--- START Data excerpts ---

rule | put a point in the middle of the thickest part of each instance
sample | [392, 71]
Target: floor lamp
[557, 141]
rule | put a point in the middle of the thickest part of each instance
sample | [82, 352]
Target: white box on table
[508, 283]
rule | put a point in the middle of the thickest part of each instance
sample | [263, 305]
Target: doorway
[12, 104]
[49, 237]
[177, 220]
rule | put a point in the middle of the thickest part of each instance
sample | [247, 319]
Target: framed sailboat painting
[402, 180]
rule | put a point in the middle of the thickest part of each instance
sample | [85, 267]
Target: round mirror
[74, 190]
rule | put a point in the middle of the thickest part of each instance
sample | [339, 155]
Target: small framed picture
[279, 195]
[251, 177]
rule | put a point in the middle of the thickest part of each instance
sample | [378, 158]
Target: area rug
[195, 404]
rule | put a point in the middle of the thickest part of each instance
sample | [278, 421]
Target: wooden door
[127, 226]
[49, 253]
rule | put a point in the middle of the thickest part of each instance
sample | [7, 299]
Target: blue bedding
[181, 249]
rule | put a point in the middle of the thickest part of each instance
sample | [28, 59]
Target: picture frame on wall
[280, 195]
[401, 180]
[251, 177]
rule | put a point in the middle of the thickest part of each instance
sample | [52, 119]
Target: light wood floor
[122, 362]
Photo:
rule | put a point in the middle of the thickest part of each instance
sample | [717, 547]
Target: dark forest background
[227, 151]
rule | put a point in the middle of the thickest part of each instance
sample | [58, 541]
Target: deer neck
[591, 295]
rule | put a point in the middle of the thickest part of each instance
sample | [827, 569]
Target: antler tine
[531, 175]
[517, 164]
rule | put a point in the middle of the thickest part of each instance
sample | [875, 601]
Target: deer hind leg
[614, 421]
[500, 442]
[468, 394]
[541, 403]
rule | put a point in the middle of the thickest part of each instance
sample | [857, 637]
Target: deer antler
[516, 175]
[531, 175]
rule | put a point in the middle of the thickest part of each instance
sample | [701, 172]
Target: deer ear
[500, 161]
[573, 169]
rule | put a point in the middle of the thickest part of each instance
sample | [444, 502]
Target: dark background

--- END Data excerpts ---

▶ **Objective**
What do the records say? Quote them all exactly.

▶ **Solution for this exercise**
rule | put a point in the middle of the thickest part of each instance
sample | [392, 71]
Target: floor lamp
[557, 141]
rule | put a point in the middle of the thickest part of each instance
sample | [82, 352]
Target: white box on table
[508, 283]
rule | put a point in the middle of the thickest part of each instance
sample | [263, 305]
Target: doorway
[12, 104]
[49, 237]
[177, 220]
rule | put a point in the middle of the thickest part of each instance
sample | [247, 319]
Target: framed sailboat painting
[402, 180]
rule | put a point in the middle of the thickest part of each instance
sample | [85, 267]
Target: round mirror
[74, 190]
rule | put a point in the middle of the thickest part of each instance
sample | [339, 155]
Target: small framed picture
[279, 195]
[251, 177]
rule | put a point in the middle of the thickest part of each instance
sample | [378, 158]
Target: area rug
[195, 404]
rule | put a point in the middle of the thickest part of each instance
sample | [278, 421]
Target: wooden door
[127, 226]
[49, 253]
rule | put a point in the middle of the thickest part of each instance
sample | [7, 299]
Target: blue bedding
[181, 249]
rule | put a point in the middle of the thickest part of each instance
sample | [28, 59]
Target: picture frame on wall
[280, 195]
[401, 180]
[251, 177]
rule | put a point in the middle of the thickest part of each instance
sample | [52, 119]
Target: light wood floor
[122, 362]
Photo:
rule | put a point in the middle of the thickest part of each instance
sample | [717, 547]
Target: dark forest background
[227, 151]
rule | put a point in the middle of the thickest part of each instance
sample | [58, 541]
Target: deer neck
[591, 295]
rule | put a point in the middle of the thickest part of each instance
sample | [827, 569]
Target: antler tine
[531, 175]
[517, 164]
rule | put a point in the middle of the thickest part of each instance
sample | [875, 601]
Target: deer hind leg
[614, 421]
[500, 442]
[468, 394]
[541, 403]
rule | put a point in the middle of the thickest part of each instance
sample | [857, 637]
Target: deer antler
[516, 175]
[531, 175]
rule | put a point in the middle of the thickest part of each instance
sample | [701, 172]
Target: deer ear
[500, 161]
[573, 169]
rule | put a point in the middle of the thickest part of each instance
sample | [444, 502]
Target: dark background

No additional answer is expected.